THE INPUT —
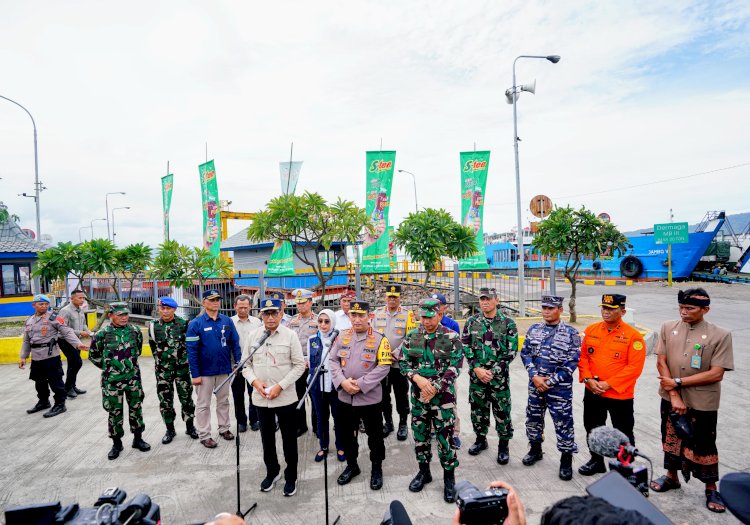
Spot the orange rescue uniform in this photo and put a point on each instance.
(615, 356)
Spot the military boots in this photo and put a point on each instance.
(423, 477)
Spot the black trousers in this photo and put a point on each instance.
(300, 386)
(595, 409)
(73, 355)
(396, 381)
(349, 417)
(288, 427)
(47, 374)
(239, 385)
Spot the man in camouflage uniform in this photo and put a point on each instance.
(394, 322)
(550, 354)
(430, 359)
(115, 350)
(490, 343)
(304, 324)
(40, 340)
(166, 337)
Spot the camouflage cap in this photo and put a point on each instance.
(555, 301)
(613, 300)
(119, 308)
(429, 307)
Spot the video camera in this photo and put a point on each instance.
(478, 507)
(109, 508)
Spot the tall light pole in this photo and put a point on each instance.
(92, 226)
(37, 184)
(106, 207)
(519, 237)
(113, 221)
(416, 205)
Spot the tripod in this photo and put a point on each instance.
(231, 376)
(320, 372)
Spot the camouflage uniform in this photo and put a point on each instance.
(167, 342)
(436, 357)
(490, 344)
(115, 351)
(552, 351)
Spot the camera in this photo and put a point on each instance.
(109, 508)
(481, 507)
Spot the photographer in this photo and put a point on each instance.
(516, 511)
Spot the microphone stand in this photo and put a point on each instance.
(320, 372)
(237, 369)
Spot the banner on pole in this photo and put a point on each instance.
(474, 165)
(211, 213)
(167, 183)
(375, 253)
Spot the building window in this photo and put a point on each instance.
(15, 279)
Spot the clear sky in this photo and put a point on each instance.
(645, 91)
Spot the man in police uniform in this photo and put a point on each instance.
(550, 354)
(115, 350)
(612, 358)
(304, 324)
(360, 359)
(166, 337)
(40, 340)
(490, 342)
(430, 359)
(394, 323)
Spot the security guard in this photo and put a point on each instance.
(431, 359)
(612, 358)
(550, 354)
(166, 337)
(394, 322)
(40, 340)
(305, 325)
(490, 343)
(360, 359)
(115, 350)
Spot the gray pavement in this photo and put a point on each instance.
(64, 458)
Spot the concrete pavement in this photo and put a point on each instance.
(64, 458)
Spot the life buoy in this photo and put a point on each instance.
(631, 266)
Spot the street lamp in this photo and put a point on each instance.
(92, 226)
(113, 222)
(516, 90)
(37, 184)
(106, 206)
(416, 206)
(80, 238)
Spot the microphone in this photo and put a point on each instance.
(607, 441)
(396, 514)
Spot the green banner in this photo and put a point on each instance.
(167, 182)
(474, 165)
(211, 214)
(375, 254)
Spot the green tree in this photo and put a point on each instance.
(310, 224)
(572, 235)
(182, 266)
(428, 235)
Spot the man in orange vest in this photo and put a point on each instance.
(612, 358)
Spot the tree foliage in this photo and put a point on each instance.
(428, 235)
(571, 235)
(310, 223)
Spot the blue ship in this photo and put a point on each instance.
(645, 260)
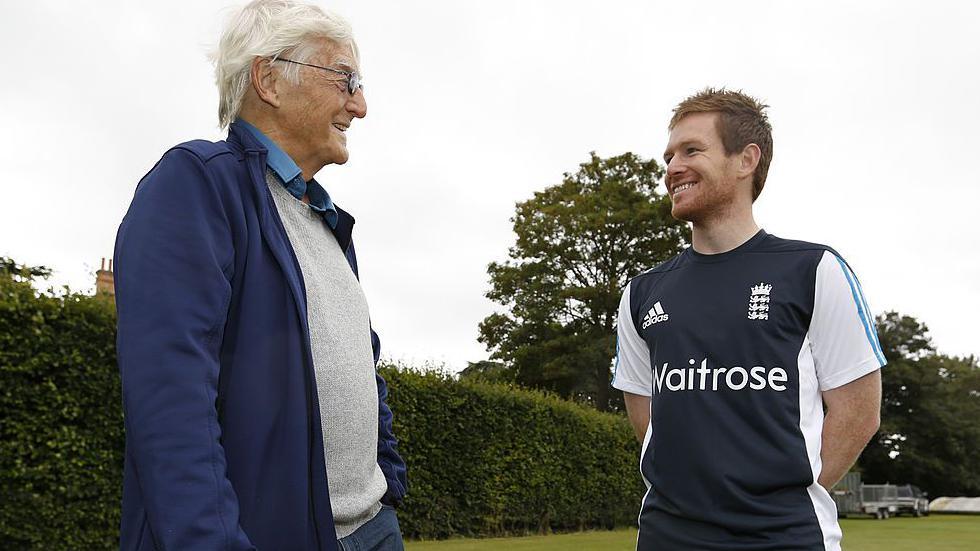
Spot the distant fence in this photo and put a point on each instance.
(955, 505)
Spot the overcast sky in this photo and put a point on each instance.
(473, 106)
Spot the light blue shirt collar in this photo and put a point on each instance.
(291, 177)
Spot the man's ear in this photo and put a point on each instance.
(265, 81)
(748, 160)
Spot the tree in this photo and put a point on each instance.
(930, 414)
(578, 243)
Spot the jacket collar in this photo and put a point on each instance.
(243, 140)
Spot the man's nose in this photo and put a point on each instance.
(357, 105)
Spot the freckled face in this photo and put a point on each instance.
(701, 178)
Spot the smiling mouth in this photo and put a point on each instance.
(679, 188)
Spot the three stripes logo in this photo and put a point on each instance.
(655, 315)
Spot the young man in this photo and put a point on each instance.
(729, 352)
(255, 418)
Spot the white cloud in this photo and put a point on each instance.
(473, 106)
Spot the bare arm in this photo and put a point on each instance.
(638, 410)
(853, 417)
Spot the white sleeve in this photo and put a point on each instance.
(632, 373)
(843, 338)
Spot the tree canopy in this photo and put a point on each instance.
(930, 414)
(578, 243)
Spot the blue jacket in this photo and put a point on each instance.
(224, 448)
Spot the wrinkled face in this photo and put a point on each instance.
(701, 178)
(319, 110)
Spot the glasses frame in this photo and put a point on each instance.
(353, 79)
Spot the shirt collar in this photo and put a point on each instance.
(291, 177)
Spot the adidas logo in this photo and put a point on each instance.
(655, 315)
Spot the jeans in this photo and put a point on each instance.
(379, 534)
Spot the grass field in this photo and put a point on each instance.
(936, 532)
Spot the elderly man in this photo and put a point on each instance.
(254, 415)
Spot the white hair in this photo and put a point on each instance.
(270, 28)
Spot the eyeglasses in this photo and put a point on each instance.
(353, 79)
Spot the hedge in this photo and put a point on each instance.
(483, 459)
(487, 459)
(61, 433)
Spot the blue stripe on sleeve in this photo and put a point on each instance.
(863, 313)
(616, 366)
(874, 331)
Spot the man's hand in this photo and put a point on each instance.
(638, 409)
(853, 417)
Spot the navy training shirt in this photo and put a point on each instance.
(735, 350)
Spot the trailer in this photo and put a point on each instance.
(912, 500)
(853, 497)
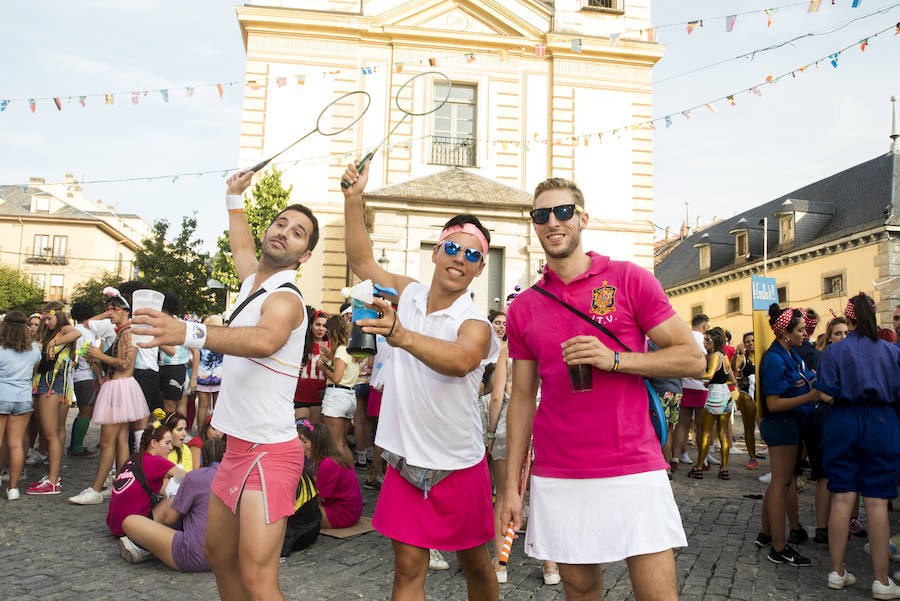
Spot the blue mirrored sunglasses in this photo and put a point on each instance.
(561, 212)
(452, 248)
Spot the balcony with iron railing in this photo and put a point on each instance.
(46, 256)
(453, 152)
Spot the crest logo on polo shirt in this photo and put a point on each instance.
(603, 301)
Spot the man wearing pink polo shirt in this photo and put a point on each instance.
(599, 490)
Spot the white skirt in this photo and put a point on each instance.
(602, 520)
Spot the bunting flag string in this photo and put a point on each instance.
(565, 140)
(540, 51)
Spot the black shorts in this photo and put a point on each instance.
(171, 381)
(149, 383)
(86, 392)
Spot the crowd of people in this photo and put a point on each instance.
(225, 443)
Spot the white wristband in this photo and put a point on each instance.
(194, 334)
(234, 202)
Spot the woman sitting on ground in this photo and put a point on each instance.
(135, 493)
(181, 550)
(340, 498)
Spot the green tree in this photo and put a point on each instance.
(18, 292)
(267, 198)
(179, 266)
(91, 291)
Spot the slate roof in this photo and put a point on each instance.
(856, 199)
(454, 185)
(18, 203)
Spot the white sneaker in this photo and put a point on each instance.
(885, 591)
(436, 561)
(839, 581)
(88, 496)
(130, 552)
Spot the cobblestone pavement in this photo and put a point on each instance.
(52, 550)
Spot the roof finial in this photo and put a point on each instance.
(895, 135)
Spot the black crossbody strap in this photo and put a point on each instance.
(601, 327)
(256, 294)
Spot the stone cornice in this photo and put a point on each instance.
(857, 240)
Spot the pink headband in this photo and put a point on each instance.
(782, 322)
(850, 310)
(467, 228)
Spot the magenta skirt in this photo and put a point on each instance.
(120, 402)
(693, 398)
(457, 514)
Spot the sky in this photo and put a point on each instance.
(797, 131)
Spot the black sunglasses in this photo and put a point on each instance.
(562, 213)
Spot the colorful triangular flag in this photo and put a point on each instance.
(729, 22)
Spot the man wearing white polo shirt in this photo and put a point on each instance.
(437, 491)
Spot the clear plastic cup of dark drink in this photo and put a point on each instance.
(580, 375)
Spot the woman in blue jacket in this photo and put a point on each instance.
(860, 377)
(787, 396)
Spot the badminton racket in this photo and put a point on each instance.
(339, 115)
(523, 484)
(404, 102)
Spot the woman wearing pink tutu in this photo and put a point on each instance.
(120, 403)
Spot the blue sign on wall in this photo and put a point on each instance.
(764, 292)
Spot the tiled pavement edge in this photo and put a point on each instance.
(52, 550)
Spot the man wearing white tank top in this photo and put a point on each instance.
(255, 486)
(437, 491)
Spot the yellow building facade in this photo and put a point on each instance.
(60, 239)
(533, 83)
(825, 243)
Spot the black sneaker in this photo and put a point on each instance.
(821, 536)
(788, 556)
(795, 537)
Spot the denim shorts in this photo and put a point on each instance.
(10, 408)
(779, 430)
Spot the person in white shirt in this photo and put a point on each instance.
(437, 491)
(254, 488)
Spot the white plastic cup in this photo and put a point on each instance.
(144, 299)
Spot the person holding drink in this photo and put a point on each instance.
(599, 490)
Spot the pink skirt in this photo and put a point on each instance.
(272, 468)
(457, 514)
(120, 402)
(693, 398)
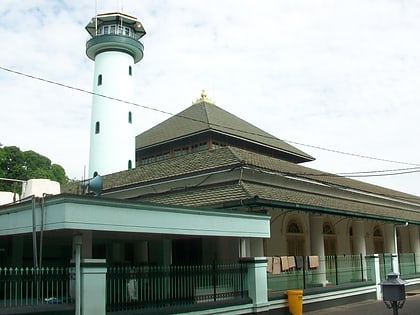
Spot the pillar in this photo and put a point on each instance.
(415, 244)
(141, 252)
(256, 246)
(389, 238)
(93, 286)
(359, 242)
(257, 281)
(17, 251)
(245, 249)
(317, 247)
(87, 244)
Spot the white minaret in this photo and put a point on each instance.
(115, 48)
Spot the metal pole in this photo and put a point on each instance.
(395, 307)
(77, 241)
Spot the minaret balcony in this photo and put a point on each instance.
(114, 42)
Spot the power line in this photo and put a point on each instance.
(200, 121)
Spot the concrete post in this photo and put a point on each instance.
(77, 244)
(141, 252)
(415, 244)
(359, 241)
(257, 281)
(93, 286)
(256, 246)
(317, 247)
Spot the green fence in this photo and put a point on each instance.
(329, 270)
(146, 287)
(34, 286)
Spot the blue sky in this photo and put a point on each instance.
(337, 74)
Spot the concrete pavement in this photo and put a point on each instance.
(373, 307)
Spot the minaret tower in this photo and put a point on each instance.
(115, 48)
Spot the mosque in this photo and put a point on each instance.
(202, 187)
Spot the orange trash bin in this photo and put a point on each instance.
(294, 298)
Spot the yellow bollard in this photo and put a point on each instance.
(294, 298)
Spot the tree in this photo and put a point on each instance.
(24, 165)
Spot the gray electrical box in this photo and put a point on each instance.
(393, 288)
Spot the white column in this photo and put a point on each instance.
(93, 286)
(317, 247)
(415, 243)
(245, 249)
(389, 238)
(87, 244)
(256, 246)
(359, 241)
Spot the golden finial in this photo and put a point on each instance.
(203, 98)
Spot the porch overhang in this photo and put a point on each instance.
(75, 212)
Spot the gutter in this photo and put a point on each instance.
(259, 202)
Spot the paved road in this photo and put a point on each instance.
(372, 307)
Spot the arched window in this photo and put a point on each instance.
(97, 127)
(295, 238)
(330, 240)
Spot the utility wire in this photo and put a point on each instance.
(200, 121)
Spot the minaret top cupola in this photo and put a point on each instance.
(115, 32)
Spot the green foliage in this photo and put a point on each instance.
(15, 164)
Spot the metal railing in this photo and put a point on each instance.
(331, 270)
(34, 286)
(145, 287)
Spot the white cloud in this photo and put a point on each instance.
(337, 74)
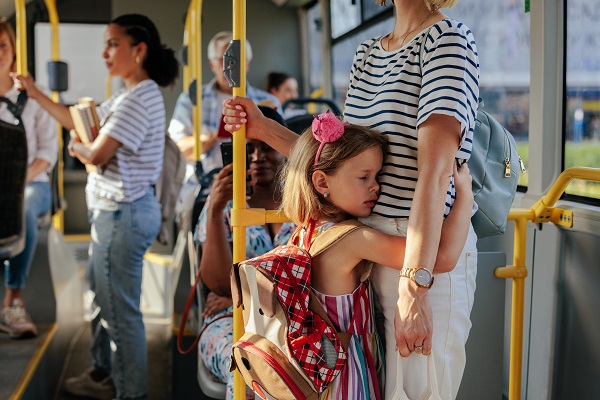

EXERCISE — Could you retype exactly, and only, the lines running from the one with "Spot the gutter" to the last line of the listing, while leaving any pictures out?

TASK ANSWER —
Spot the gutter in this photo and put a point on each instance.
(259, 202)
Spot the paved road in this photo and put a point on each instance.
(372, 307)
Spot the arched window in this photo and put a point on each instance.
(97, 127)
(295, 238)
(330, 240)
Spot the utility wire in this photo and put a point on each instance.
(200, 121)
Spot the minaret top cupola in this photo and put a point on each instance.
(115, 32)
Spot the green foliage in this photo and put a point on each instance.
(15, 164)
Spot the metal railing in this photo and put a point on each instance.
(331, 270)
(34, 286)
(145, 287)
Spot the white cloud in this photo and put a point on each instance.
(337, 74)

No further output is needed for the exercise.